Everything from the line containing "Target: sage leaf" through the line containing "the roasted carrot" in the listing below should be copied exactly, and nothing more.

··· Entries shown

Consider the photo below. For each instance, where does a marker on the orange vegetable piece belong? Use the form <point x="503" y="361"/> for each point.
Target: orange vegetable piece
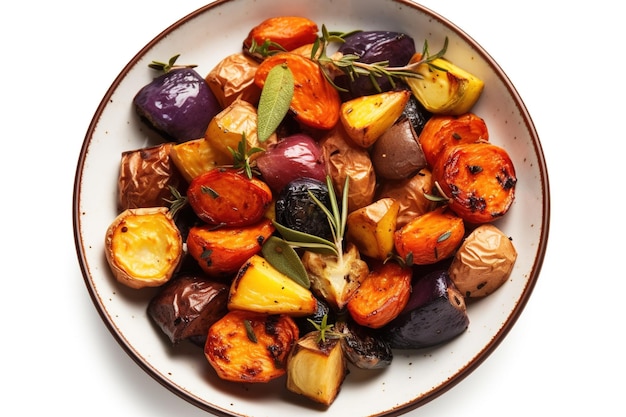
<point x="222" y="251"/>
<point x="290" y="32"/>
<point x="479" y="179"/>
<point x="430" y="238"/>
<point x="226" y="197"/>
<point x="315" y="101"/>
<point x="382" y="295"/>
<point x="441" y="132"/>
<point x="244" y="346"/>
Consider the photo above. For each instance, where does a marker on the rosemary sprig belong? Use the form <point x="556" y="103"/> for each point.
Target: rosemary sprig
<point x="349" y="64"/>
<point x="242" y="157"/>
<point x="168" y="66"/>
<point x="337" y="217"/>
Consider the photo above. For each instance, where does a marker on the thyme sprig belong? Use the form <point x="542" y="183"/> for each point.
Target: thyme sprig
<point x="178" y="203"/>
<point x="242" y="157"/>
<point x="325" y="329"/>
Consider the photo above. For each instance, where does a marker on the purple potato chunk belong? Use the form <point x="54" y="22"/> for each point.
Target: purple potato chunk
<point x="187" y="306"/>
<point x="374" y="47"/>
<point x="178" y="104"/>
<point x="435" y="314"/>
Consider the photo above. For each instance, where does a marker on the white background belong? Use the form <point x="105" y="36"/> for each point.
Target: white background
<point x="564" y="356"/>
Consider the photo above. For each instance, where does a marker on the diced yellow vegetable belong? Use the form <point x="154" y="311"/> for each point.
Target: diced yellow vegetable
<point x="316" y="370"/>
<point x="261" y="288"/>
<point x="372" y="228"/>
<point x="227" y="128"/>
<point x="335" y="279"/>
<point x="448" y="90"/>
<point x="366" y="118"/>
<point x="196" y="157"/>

······
··· Entries shown

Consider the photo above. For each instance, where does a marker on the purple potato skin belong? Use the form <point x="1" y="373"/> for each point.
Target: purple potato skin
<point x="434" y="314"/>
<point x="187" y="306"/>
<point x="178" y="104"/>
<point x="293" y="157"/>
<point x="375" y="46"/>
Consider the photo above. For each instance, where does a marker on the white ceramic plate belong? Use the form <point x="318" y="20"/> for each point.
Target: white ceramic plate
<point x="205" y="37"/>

······
··· Entries shown

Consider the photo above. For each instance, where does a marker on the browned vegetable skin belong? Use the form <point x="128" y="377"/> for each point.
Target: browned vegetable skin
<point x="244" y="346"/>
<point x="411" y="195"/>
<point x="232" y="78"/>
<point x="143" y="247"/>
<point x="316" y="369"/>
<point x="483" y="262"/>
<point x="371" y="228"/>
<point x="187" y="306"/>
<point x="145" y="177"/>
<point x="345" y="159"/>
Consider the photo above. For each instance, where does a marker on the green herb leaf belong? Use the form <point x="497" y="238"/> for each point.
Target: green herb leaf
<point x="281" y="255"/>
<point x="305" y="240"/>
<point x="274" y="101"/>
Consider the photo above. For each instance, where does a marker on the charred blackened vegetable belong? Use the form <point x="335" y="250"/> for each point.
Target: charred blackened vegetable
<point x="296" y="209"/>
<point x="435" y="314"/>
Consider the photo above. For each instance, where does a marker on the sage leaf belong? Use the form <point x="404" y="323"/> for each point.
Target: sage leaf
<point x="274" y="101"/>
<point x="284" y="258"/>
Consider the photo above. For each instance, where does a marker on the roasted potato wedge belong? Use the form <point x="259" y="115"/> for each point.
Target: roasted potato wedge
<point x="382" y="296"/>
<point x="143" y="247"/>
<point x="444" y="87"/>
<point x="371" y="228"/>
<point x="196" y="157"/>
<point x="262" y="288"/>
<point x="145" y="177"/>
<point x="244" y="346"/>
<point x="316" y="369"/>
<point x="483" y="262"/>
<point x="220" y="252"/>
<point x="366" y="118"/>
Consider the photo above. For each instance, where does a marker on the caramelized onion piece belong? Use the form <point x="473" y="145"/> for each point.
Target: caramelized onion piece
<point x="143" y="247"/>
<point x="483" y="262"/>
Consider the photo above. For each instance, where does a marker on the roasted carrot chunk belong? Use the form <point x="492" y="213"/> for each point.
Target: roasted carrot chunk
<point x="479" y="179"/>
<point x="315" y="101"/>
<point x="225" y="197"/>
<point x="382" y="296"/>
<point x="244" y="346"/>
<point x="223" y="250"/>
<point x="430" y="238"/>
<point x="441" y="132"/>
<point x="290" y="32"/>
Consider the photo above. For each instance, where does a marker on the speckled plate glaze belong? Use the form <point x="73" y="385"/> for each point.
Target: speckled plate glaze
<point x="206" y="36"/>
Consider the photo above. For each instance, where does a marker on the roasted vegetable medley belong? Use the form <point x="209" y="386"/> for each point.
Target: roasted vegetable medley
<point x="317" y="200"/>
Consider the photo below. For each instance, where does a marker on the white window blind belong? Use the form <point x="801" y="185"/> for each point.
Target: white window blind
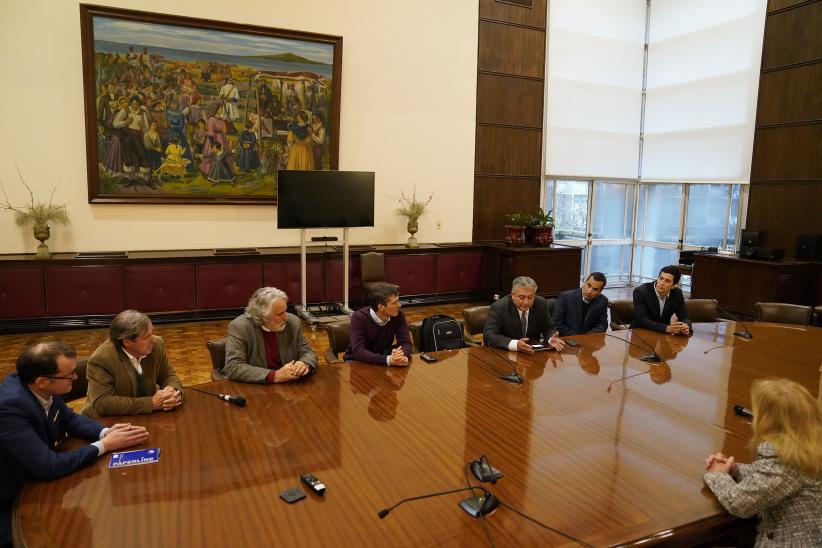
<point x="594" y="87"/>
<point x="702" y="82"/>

······

= Solution to the exercise =
Target: sage leaf
<point x="274" y="101"/>
<point x="284" y="258"/>
Consider the photo above. For each instance, where does a marker on the roasted potato wedge belong? Use the form <point x="259" y="115"/> for each point.
Target: roasted potato wedge
<point x="382" y="296"/>
<point x="143" y="247"/>
<point x="444" y="87"/>
<point x="371" y="228"/>
<point x="196" y="157"/>
<point x="262" y="288"/>
<point x="145" y="177"/>
<point x="244" y="346"/>
<point x="316" y="369"/>
<point x="483" y="262"/>
<point x="220" y="252"/>
<point x="366" y="118"/>
Consider the photo above. For each instance, where does a marker on the caramelized onion piece belong? Use the form <point x="473" y="145"/> for each point.
Target: caramelized onion piece
<point x="143" y="247"/>
<point x="483" y="262"/>
Consider the photo above. For each instance, where does a marker on the roasted carrot chunk belong? Use the form <point x="492" y="213"/> for each point.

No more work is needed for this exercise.